**Task objective:** Transcribe all of the material below word for word and leave out its pictures.

**Raw records:**
━━━
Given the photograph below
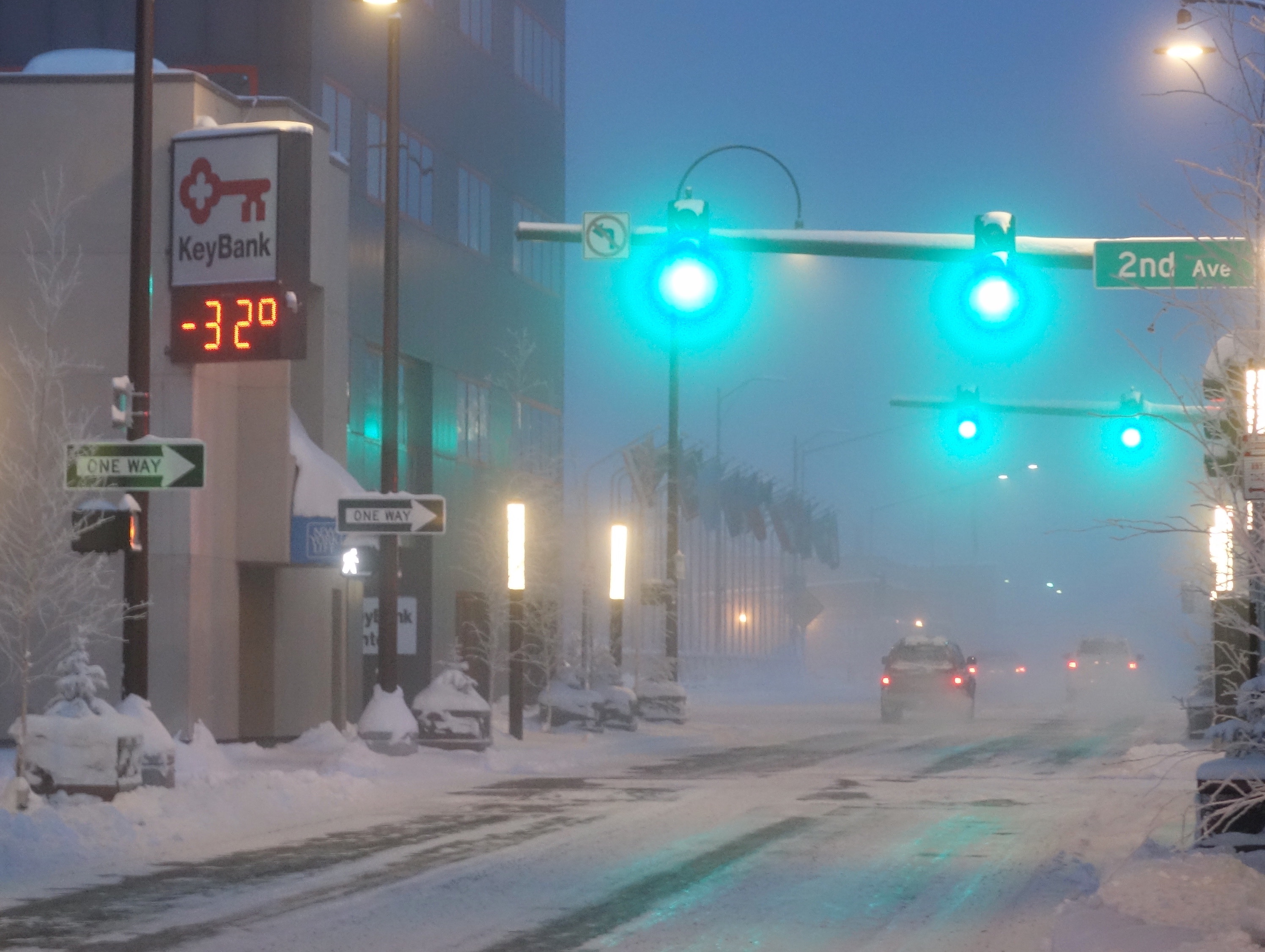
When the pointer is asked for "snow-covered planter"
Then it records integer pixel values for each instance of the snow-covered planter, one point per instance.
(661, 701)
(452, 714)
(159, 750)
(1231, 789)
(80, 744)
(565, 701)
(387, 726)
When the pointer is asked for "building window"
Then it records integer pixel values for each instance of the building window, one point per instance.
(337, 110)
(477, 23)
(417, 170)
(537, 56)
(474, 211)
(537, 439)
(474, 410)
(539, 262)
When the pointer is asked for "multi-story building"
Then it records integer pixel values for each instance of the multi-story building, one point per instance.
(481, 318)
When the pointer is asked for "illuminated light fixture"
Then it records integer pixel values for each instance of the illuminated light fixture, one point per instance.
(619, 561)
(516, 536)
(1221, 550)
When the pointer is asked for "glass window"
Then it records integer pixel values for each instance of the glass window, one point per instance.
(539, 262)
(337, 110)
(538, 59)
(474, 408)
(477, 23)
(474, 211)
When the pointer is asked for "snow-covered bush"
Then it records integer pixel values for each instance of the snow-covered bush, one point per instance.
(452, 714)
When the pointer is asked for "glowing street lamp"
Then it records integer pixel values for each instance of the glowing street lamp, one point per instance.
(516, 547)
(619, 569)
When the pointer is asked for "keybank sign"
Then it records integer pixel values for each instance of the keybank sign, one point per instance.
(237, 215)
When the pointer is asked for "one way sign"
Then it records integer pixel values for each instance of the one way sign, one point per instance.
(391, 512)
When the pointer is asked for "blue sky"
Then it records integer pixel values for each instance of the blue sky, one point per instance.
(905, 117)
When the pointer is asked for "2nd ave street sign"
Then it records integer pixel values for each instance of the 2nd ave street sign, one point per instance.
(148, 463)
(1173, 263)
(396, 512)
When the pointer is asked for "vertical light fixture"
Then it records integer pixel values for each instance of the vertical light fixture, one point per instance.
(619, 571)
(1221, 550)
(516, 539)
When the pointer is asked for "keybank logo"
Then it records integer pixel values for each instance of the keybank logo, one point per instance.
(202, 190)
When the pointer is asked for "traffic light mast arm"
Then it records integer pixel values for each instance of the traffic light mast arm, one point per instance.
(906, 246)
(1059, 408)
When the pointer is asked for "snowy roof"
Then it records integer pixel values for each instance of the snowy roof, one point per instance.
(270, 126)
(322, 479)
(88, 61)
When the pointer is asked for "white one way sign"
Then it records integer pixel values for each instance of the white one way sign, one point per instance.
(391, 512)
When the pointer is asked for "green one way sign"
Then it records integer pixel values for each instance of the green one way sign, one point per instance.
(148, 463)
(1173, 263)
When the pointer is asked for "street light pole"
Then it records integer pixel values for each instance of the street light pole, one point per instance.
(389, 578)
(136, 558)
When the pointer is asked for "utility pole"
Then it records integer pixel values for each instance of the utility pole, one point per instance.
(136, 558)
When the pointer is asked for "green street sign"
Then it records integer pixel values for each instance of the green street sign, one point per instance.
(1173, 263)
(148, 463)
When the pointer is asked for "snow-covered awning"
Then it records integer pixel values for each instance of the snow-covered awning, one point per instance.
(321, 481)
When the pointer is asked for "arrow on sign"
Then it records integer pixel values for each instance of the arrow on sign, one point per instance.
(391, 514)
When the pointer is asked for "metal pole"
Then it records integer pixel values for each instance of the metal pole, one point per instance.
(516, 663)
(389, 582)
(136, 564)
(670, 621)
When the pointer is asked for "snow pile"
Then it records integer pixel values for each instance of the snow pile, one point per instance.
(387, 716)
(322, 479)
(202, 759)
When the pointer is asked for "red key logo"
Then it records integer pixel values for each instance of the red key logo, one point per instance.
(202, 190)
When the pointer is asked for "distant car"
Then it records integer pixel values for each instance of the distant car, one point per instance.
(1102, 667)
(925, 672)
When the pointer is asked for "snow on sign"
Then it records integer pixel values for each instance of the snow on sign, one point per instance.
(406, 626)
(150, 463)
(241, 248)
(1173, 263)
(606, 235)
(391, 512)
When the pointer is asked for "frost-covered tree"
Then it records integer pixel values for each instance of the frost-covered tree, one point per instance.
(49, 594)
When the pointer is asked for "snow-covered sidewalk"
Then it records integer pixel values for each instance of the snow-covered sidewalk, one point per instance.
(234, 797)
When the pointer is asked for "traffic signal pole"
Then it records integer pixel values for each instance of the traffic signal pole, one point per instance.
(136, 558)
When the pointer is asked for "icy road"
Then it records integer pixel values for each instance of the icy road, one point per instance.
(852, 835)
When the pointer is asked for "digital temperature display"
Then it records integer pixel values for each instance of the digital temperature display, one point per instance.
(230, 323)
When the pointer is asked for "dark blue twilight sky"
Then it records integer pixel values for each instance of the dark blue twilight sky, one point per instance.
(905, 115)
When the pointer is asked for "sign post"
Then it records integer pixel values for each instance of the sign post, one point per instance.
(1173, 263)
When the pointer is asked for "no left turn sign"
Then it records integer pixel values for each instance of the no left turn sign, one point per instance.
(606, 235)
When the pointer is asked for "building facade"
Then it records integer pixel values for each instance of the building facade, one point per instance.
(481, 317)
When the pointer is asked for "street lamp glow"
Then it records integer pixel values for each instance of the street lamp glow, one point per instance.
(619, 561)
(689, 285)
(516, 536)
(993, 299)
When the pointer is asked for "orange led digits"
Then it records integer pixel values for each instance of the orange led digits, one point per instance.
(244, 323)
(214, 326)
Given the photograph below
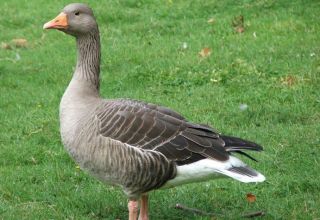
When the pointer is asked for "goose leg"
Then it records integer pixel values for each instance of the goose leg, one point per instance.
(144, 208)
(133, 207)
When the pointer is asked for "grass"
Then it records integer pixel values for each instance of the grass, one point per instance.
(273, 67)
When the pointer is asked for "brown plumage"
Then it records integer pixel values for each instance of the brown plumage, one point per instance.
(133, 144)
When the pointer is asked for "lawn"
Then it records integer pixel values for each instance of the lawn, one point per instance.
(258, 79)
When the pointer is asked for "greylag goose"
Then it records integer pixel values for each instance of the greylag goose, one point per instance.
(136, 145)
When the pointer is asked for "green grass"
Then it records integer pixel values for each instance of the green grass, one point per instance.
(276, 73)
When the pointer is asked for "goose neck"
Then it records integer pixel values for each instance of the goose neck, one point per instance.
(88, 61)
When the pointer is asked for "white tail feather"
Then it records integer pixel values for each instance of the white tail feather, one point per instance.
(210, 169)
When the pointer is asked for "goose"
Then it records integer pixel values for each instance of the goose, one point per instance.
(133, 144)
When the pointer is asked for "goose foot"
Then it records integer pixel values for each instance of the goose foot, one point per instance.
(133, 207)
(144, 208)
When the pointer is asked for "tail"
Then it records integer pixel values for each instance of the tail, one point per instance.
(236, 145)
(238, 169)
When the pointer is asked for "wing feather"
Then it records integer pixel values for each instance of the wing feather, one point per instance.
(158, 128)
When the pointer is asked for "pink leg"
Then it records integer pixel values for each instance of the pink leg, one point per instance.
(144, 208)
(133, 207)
━━━
**Exercise result:**
Given the photograph below
When the pointer is asked for "snow-covered planter"
Then it records integer pixel values for each instance of the snow-covered planter, one point per instance.
(661, 701)
(452, 714)
(159, 750)
(1231, 789)
(80, 744)
(565, 701)
(387, 726)
When the pointer is asked for "building window"
Then it records integer pixel values for each instance of the building window, one point per instance.
(337, 110)
(477, 23)
(417, 170)
(537, 56)
(474, 211)
(537, 439)
(474, 410)
(539, 262)
When the pointer is asked for "multi-story building"
Then it records integer pixel values for each instance of the multi-story building, one point per instance.
(481, 318)
When the pointer is asked for "illuminated light fixture"
Then it records integer pixel values for each instance of the illuminated light fixture, one point per instance.
(619, 561)
(516, 536)
(1221, 550)
When the pointer is asked for "glass window"
Then it records integer pixel values for each instance of the glass window, one point per instance.
(539, 262)
(337, 110)
(538, 59)
(474, 408)
(477, 23)
(474, 211)
When the pointer is asked for "snow-covered bush"
Then it records integer pixel values for each instance of the snow-covered bush, one point per instance.
(452, 714)
When the pointer is asked for "glowing street lamp"
Then it records integer pixel values for each instance of the glowing street lamp, one point per instance.
(516, 547)
(619, 569)
When the pointer is asked for "keybank sign"
Then it records integer pixel values for each instance of the keybank sign, one point per instance.
(237, 215)
When the pointer is asked for "one way sign"
Then it records integer pixel values for each instance of the one way sign, one point per instance.
(391, 512)
When the pointer is asked for "blue sky"
Then it records integer pixel values for each instance of the blue sky, one point per instance.
(905, 117)
When the pointer is asked for "2nd ave street sign"
Then it records integer pixel values for each instance of the 2nd ave street sign, one point per instance.
(148, 463)
(1173, 263)
(396, 512)
When the pointer is asked for "vertical light fixture"
Then it records integer pixel values for each instance of the vertical light fixture, one point per instance.
(619, 571)
(1221, 550)
(516, 539)
When the pointer is asked for "keybank logo"
Then it records integer pixel values for each instance of the keybank logo, one point per instance.
(202, 190)
When the pointer is asked for "traffic light mast arm"
Then it records integer pixel values for each instance of the traffic light mast arm, one point per instance.
(906, 246)
(1059, 408)
When the pointer is asked for "snowy roof"
Then it records integer pixel values for each instance of the snowy roof, one point per instance.
(270, 126)
(322, 479)
(88, 61)
When the pointer is asked for "white one way sign"
Then it records integer pixel values for each instance of the white one way sign, one point per instance.
(391, 512)
When the pointer is asked for "green one way sign"
Then it records integer pixel values for each instance of the green one way sign, one point per instance.
(148, 463)
(1173, 263)
When the pointer is asked for "street light pole"
Then it records integer pixel values for each instance of the street light pole, one point per instance.
(389, 578)
(136, 558)
When the pointer is asked for "utility pole"
Then it records integer pixel values for each instance of the utility pole, one point per instance.
(136, 558)
When the pointer is asked for "green street sign"
Then it records integer pixel values for each instance of the green street sign, one point per instance.
(1173, 263)
(148, 463)
When the pointer is asked for "snow-covered awning"
Then it records integer pixel values for each instance of the snow-covered awning, one point per instance.
(321, 481)
When the pointer is asked for "arrow on sign"
Then it records integer pixel values for each instance of the arrow on sign, one point per instance.
(391, 514)
When the pointer is asked for "metal pole"
Then it records integer pixel values for each instance of the metal pole, one point per instance.
(516, 663)
(389, 582)
(136, 564)
(670, 621)
When the pointer is asked for "snow pile"
Then it records integer pixel values for each instance of the snow pile, one point per instance.
(387, 716)
(322, 479)
(202, 759)
When the pointer is asked for "red key logo"
Then it records integer pixel values for each instance of the red key logo, one point per instance.
(202, 190)
When the pointer is asked for "distant car"
Then it records integer pixel values for each instance of the distant car, one point per instance.
(1102, 667)
(925, 672)
When the pointer is asked for "snow on sign"
Then it records integer pixel values for each instance of the snow on sign, one point per instance.
(406, 626)
(150, 463)
(241, 248)
(1173, 263)
(606, 235)
(391, 512)
When the pointer is asked for "frost-covered tree"
Then it records integer pixel values for each instance of the frost-covered tree, one point per instance.
(49, 594)
When the pointer is asked for "snow-covered sidewalk"
Then it records integer pixel values for each instance of the snow-covered sidewalk, one point per instance.
(234, 797)
When the pointer is asked for "traffic signal pole"
Then it records integer pixel values for each instance of the traffic signal pole, one point per instance.
(136, 558)
When the pointer is asked for "icy road"
Then it records integer pixel values for each instance of the icy road, one point per instance.
(852, 835)
When the pointer is asked for "digital temperature display"
Then it records integer pixel values for each instance of the digital temperature display, one point per instance.
(230, 323)
When the pointer is asked for "dark blue twilight sky"
Then it records integer pixel values for each instance of the dark blue twilight sky, one point per instance.
(905, 115)
When the pointer is asked for "sign post"
Then it records integer pixel values for each instance of the sign post, one point per instance.
(1173, 263)
When the pointer is asked for "no left turn sign"
Then it records integer pixel values for each instance of the no left turn sign, one point per instance.
(606, 235)
When the pointer is asked for "building facade"
Then it records integer pixel values for each instance of the building facade, one point per instance.
(481, 317)
When the pointer is asked for "street lamp glow"
Then it records integer pixel values for each instance of the street lamp glow, one point per instance.
(619, 561)
(689, 285)
(516, 536)
(993, 299)
When the pointer is asked for "orange led digits"
Then it records integer pixel values for each instance of the orange led digits, one point per instance.
(244, 323)
(214, 326)
Given the photograph below
When the pointer is asked for "goose leg"
Then it records integer pixel values for each instance of the goose leg, one point per instance.
(144, 208)
(133, 207)
When the pointer is asked for "grass"
Then it records integer pixel values for each instance of the grass, one point per instance.
(273, 67)
When the pointer is asked for "brown plumage"
Then it records integer pixel values for each instance of the brown plumage, one point per instance.
(133, 144)
When the pointer is asked for "lawn"
Then it records integer pixel values for each instance of the lawn, one point per instance.
(258, 79)
When the pointer is asked for "greylag goose"
Then it records integer pixel values for each instance of the greylag goose, one point per instance.
(136, 145)
When the pointer is asked for "green grass"
Then it records integer pixel values for each instance of the green grass, one point per instance.
(276, 73)
When the pointer is asked for "goose neck"
Then it records integer pixel values for each instance of the goose neck, one point per instance.
(88, 61)
When the pointer is asked for "white tail feather"
Then it records integer pixel values for each instance of the white tail feather, one point per instance.
(210, 169)
When the pointer is asked for "goose"
Then it records integer pixel values for each instance of the goose, one point per instance.
(133, 144)
When the pointer is asked for "goose foot"
Then it records integer pixel values for each instance of the goose foot, one point per instance.
(133, 207)
(144, 208)
When the pointer is asked for "tail"
Then it records integer pixel values for each instance of the tail, one point per instance.
(236, 145)
(238, 169)
When the pointer is asked for "wing feather"
Then it records integer pixel values for each instance of the wing feather, one point per instance.
(158, 128)
When the pointer is asked for "pink leg"
Then it records integer pixel values for each instance of the pink leg, one point per instance.
(144, 208)
(133, 207)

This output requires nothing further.